What needs to be done:
Answer these questions using the Operation Never Quit post:
(a) From whom did Mike Bobbitt receive the message he shared?
(b) How many wounded Canadian Soldiers is the project designed to send to UFC 129?
(c) With what did Operation Never Quit start?

Text extract:
# Operation Never Quit



## Mike Bobbitt (16 Mar 2011)

Folks, I received the following message from David Shaw and Jody Mitic, and thought it was worth sharing with the community:



*OPERATION NEVER QUIT*

UFC 129 AND FAN EXPO

Operation Never Quit is a project designed to send 7 wounded Canadian Soldiers and a 12 year-old Army Cadet to UFC 129 in Toronto. Op Never Quit is raising money through Sponsorship to fund a full red carpet experience at UFC 129 for these deserving Canadian Heroes. With the remaining money left at the end of the event OP never Quit will be making a donation to the Charity of choice of the wounded Soldiers, in their name.

Operation Never Quit started with Never Quit Radio and Area 51 Fight Gear.

Record excerpts:
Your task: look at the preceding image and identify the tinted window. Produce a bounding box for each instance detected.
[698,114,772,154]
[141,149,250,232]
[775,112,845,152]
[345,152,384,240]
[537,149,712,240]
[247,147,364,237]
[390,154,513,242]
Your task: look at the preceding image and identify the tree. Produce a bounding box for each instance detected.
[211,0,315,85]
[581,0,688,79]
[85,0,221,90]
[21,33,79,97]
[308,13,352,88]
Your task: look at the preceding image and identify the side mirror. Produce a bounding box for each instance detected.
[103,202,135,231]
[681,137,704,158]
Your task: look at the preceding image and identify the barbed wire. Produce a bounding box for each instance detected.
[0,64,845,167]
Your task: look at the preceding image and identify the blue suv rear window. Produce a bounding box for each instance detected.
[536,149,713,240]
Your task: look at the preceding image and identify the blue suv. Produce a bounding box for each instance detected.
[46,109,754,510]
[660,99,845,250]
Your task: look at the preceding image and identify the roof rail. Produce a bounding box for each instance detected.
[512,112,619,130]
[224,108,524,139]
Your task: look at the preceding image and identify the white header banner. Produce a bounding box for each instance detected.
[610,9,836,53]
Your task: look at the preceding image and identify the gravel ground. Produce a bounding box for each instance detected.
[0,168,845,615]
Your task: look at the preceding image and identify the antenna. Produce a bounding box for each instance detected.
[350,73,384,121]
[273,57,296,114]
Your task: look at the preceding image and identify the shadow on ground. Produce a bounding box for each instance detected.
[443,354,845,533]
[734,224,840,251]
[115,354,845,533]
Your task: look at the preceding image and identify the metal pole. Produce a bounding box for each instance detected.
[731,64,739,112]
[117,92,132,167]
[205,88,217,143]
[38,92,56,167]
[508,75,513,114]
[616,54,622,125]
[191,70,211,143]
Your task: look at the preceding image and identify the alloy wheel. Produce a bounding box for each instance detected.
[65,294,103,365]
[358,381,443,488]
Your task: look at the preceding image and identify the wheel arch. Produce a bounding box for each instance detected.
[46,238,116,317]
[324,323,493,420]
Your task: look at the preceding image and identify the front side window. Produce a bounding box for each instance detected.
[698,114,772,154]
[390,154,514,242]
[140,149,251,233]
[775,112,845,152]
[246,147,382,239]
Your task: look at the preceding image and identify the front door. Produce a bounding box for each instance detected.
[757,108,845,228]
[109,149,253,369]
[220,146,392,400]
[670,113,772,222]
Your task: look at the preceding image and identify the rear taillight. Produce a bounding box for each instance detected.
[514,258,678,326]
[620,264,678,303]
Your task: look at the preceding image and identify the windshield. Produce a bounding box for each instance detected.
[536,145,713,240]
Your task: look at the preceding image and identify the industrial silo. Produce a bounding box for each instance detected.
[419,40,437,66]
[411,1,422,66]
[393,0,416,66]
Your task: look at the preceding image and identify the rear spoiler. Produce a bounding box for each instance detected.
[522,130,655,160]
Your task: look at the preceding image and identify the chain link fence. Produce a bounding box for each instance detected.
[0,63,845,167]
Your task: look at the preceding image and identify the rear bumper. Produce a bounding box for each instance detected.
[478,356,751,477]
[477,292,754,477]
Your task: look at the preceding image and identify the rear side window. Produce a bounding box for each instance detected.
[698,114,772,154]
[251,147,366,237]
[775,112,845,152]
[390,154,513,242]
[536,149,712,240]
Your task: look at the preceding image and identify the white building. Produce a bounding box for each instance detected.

Completed task:
(a) David Shaw and Jody Mitic
(b) 7
(c) Never Quit Radio and Area 51 Fight Gear